- What you will do -
Each line at or after the one containing "Expected behaviour: for every instance of the red" should be transcribed exactly, up to and including the final line of the data.
☆ ☆ ☆
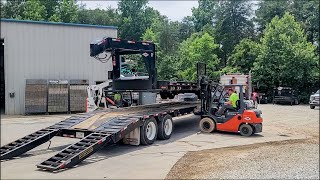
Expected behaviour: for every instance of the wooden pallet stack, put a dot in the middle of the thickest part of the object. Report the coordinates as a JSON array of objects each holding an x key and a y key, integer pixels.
[
  {"x": 58, "y": 96},
  {"x": 36, "y": 96},
  {"x": 78, "y": 95}
]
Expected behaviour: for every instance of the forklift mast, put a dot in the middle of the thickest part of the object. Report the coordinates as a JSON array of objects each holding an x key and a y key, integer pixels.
[{"x": 117, "y": 47}]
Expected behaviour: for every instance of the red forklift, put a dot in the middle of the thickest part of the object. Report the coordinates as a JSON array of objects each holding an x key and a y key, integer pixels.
[{"x": 241, "y": 119}]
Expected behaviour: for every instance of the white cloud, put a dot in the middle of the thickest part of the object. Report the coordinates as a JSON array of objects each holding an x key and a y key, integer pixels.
[{"x": 174, "y": 10}]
☆ ☆ ☆
- Worked solution -
Expected behaviour: for every instance of the red forklift, put a dot in the middle of the thickest part of the object. Report the coordinates as a JSON array of objects each holding an x key and a y key, integer pixels.
[{"x": 241, "y": 119}]
Expected behaviour: for every instance of the white cloud, put a dot in the middle of the thickest part of the object. Report the coordinates as a JSON array of objects each holding an x key and a y key, integer pixels.
[{"x": 174, "y": 10}]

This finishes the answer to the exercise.